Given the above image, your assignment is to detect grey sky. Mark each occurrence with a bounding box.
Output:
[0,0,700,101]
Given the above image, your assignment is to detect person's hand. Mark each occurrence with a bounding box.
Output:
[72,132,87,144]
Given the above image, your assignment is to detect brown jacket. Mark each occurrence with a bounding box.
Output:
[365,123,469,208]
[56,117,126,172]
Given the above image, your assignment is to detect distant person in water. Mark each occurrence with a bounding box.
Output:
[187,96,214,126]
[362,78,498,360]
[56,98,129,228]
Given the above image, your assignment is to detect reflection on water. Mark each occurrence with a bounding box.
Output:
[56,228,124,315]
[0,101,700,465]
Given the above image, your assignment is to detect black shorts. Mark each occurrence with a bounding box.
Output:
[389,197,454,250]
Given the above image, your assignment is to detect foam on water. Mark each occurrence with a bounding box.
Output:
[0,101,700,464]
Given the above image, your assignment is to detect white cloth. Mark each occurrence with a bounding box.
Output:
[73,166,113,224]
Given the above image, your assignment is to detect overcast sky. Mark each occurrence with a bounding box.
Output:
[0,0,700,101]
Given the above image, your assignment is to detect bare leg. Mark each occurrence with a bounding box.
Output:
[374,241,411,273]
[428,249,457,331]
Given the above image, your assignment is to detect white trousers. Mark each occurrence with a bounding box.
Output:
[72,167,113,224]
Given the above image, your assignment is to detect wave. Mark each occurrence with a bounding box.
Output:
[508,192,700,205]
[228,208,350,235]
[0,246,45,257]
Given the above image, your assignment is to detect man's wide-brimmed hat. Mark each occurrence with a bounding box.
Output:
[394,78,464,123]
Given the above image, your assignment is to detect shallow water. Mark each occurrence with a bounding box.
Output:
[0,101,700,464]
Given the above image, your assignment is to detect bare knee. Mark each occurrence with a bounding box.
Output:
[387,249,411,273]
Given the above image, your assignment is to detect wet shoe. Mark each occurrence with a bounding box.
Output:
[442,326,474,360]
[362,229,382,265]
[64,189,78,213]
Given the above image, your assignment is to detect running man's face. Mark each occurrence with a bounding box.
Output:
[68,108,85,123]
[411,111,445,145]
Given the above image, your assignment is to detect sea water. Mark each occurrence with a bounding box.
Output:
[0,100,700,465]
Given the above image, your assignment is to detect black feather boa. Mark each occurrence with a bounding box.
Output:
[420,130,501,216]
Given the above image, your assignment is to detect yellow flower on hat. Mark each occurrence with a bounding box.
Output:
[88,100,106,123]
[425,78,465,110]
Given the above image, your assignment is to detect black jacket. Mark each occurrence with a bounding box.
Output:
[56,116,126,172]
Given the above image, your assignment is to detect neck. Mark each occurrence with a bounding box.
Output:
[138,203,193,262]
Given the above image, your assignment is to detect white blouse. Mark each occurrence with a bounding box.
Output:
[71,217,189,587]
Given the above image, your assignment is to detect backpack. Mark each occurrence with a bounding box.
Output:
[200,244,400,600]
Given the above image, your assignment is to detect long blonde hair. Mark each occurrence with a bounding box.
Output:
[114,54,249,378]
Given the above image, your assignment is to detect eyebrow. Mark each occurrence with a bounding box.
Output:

Stated task: Express every line of the listing above as a Markdown table with the columns Row and Entry. Number each row and skip blank lines.

Response to this exercise:
| Row | Entry |
|---|---|
| 1 | Given the above image, your assignment is to detect grey sky. Mark each occurrence with a bounding box. |
| 2 | Output: |
| 3 | [0,0,700,101] |
| 4 | Given the above image, your assignment is to detect person's hand. Mark each occurrence with a bounding box. |
| 5 | Output: |
| 6 | [72,132,87,144] |
| 7 | Given the above image, your assignment is to detect brown jacket. Mark each occurrence with a bounding box. |
| 8 | Output: |
| 9 | [365,123,469,208] |
| 10 | [56,117,126,172] |
| 11 | Given the above image, your assignment is to detect distant person in water. Mark each occurrence with a bounding box. |
| 12 | Output: |
| 13 | [187,96,214,126] |
| 14 | [362,78,498,360] |
| 15 | [56,98,129,228] |
| 16 | Given the above image, your assignment is to detect reflection on water. Mark each occurrence with a bounding box. |
| 17 | Output: |
| 18 | [56,228,124,315] |
| 19 | [0,101,700,465] |
| 20 | Given the above image, your assignment is to detect black shorts. Mark each occurrence with a bounding box. |
| 21 | Output: |
| 22 | [389,197,454,250] |
| 23 | Given the above image, your assignment is to detect foam on water. Mark each occurrence with a bounding box. |
| 24 | Output: |
| 25 | [0,101,700,464] |
| 26 | Given the above image, your assignment is to detect white cloth. Mark each occurrence with a bounding box. |
| 27 | Output: |
| 28 | [73,166,113,224] |
| 29 | Given the above image, your assignment is to detect overcast sky. Mark each occurrence with a bounding box. |
| 30 | Output: |
| 31 | [0,0,700,101] |
| 32 | Given the above image, your assignment is to detect bare leg. Mark each occurrence with a bounding box. |
| 33 | Output: |
| 34 | [374,241,411,273] |
| 35 | [428,249,457,331] |
| 36 | Given the above image, your assignment is to detect white trousers. Mark each occurrence with a bounding box. |
| 37 | Output: |
| 38 | [72,167,113,224] |
| 39 | Given the above image, your assignment is to detect wave. Mark each occurrence with a bounding box. |
| 40 | Output: |
| 41 | [508,192,700,205] |
| 42 | [228,208,350,235] |
| 43 | [0,246,45,257] |
| 44 | Given the above image, your assignment is to detect man's wide-brimmed hat. Mark each occurrence with a bounding box. |
| 45 | Output: |
| 46 | [394,78,464,123] |
| 47 | Given the above image, your assignment is to detect shallow water. Mark each occurrence with a bounding box. |
| 48 | Output: |
| 49 | [0,101,700,464] |
| 50 | Given the above image, your assignment is to detect bare knee. Mark each occurrence with a bounding box. |
| 51 | Output: |
| 52 | [387,249,411,273] |
| 53 | Given the above image, your assignment is to detect wet shoe. Mark each occurrence with a bounding box. |
| 54 | Output: |
| 55 | [442,326,474,360] |
| 56 | [362,229,382,265] |
| 57 | [64,189,78,213] |
| 58 | Given the above image, your assignment is to detect running man's face. Mark each occurrence with a bounding box. |
| 59 | Output: |
| 60 | [68,108,85,123] |
| 61 | [411,111,445,145] |
| 62 | Given the above image, your assignment is to detect sea water. Mark each occurrence with a bounding box. |
| 63 | Output: |
| 64 | [0,100,700,465] |
| 65 | Given the above image, your assignment is to detect black feather boa. Mark each occurrence with a bounding box. |
| 66 | Output: |
| 67 | [420,130,501,216] |
| 68 | Given the above image, your assignment is to detect yellow flower on hat. Mark each occurrence with a bounding box. |
| 69 | Output: |
| 70 | [88,100,106,123] |
| 71 | [425,78,465,110] |
| 72 | Given the above image, your assignment is to detect black jacket. Mark each occurrence with a bounding box. |
| 73 | Output: |
| 74 | [56,116,126,172] |
| 75 | Given the above image, your assignment is to detect neck. Mark each occurrence with a bounding box. |
| 76 | Output: |
| 77 | [138,203,193,262] |
| 78 | Given the above image, your assignment is to detect white blouse. Mark each occurrence with a bounding box. |
| 79 | Output: |
| 80 | [71,217,189,587] |
| 81 | Given the above image, your assignment is to detect backpack. Mark each occurrence with a bounding box. |
| 82 | Output: |
| 83 | [200,244,400,600] |
| 84 | Given the above image, your assignment is to detect long blonde hair. Mark each occurrence with a bounding box. |
| 85 | Output: |
| 86 | [114,54,249,378] |
| 87 | Given the above image, your assignment is to detect eyebrow. Mark each occurrence with a bounding box. |
| 88 | Output: |